Entries contained in a dataset:
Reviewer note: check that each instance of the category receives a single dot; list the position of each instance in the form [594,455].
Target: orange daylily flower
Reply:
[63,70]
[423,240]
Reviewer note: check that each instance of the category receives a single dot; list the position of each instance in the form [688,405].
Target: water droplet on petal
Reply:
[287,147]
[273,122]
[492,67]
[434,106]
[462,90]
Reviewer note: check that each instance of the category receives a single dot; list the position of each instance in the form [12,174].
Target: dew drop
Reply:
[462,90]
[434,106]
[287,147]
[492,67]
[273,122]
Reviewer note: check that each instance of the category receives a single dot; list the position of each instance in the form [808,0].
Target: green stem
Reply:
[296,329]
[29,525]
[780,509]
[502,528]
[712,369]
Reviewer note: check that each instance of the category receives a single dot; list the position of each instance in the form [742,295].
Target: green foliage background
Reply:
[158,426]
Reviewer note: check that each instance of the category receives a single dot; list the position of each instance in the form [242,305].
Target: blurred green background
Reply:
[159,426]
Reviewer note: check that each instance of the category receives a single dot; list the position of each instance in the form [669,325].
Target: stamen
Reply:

Task prompt: Rewrite all of the entries above, swapping every "Reviewer note" for "Checker note" and keeping everything else the same.

Solution below:
Checker note: check that each instance of the category receives a single dot; list the position of each instance in the form [594,455].
Target: orange daylily flower
Reply:
[63,70]
[423,240]
Checker note: check that each instance of the category receives a single dot; list the position of each instance in the form [688,405].
Target: water droplet on petal
Reply:
[287,147]
[273,122]
[492,67]
[434,106]
[462,90]
Checker note: check that each instance of the category receives a single dot; list the position of each instance in the form [12,174].
Target: dew drop
Reply:
[462,90]
[434,106]
[287,147]
[492,67]
[273,122]
Checker note: check that each instance of the category receives a single dot; list the position of each instance in the form [808,0].
Target: green stem
Reply:
[296,329]
[29,525]
[780,509]
[502,528]
[712,369]
Checker note: check that each instance of the category receives a single dot; list the position of each instance in the form [742,295].
Target: green foliage background
Reply:
[158,426]
Checker note: check that each instance of the category receives a single dot; list the position of each instance in the form [242,305].
Target: blurred green background
Reply:
[159,426]
Checker note: check that each instance of the category receives a single dot; list the position of each instance in the form [669,325].
Target: stamen
Reply:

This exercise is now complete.